Please reproduce the entries word for word, from the very first line through the line that contains "198L11 195L8 194L8", including that line.
■ ■ ■
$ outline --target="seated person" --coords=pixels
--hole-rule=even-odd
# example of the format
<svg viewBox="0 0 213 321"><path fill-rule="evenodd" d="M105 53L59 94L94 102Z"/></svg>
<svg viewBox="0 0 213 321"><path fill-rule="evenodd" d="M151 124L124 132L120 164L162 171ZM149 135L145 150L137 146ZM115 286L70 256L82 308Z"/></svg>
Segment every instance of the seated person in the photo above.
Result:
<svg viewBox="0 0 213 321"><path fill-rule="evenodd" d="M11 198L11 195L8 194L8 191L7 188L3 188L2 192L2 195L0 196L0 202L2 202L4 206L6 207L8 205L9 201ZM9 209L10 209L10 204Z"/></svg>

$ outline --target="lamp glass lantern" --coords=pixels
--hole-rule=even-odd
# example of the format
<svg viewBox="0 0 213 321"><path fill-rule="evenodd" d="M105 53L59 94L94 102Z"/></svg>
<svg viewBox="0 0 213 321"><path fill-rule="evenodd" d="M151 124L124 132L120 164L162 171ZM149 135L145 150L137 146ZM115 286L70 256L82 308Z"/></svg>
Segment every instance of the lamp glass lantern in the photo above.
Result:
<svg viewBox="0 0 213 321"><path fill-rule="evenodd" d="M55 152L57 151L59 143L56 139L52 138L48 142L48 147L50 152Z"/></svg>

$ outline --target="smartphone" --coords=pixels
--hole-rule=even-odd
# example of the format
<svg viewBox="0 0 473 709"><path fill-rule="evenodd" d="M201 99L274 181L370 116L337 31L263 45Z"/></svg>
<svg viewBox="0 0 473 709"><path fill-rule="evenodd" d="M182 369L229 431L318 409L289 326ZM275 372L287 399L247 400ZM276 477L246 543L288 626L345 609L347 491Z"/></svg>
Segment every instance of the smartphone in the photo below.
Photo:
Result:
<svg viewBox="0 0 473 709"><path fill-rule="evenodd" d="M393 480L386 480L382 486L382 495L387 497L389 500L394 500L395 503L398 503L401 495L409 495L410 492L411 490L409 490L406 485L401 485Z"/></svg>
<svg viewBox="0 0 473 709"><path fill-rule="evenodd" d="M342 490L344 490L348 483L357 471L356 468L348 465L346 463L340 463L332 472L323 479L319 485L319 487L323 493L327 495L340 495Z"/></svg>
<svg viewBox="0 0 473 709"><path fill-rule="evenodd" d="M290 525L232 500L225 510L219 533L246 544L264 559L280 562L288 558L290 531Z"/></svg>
■ ■ ■
Answer below>
$ outline --target="seated person" --coords=pixels
--hole-rule=even-odd
# example of the format
<svg viewBox="0 0 213 321"><path fill-rule="evenodd" d="M105 53L59 94L94 102Z"/></svg>
<svg viewBox="0 0 213 321"><path fill-rule="evenodd" d="M151 124L124 132L120 164L162 171ZM149 135L145 150L137 146ZM115 286L70 256L82 308Z"/></svg>
Segment every instance of the seated person in the photo above.
Result:
<svg viewBox="0 0 213 321"><path fill-rule="evenodd" d="M11 198L11 195L8 194L8 191L7 188L3 188L2 192L2 195L0 196L0 202L2 202L4 206L6 207L8 205L9 201ZM9 209L10 209L10 204Z"/></svg>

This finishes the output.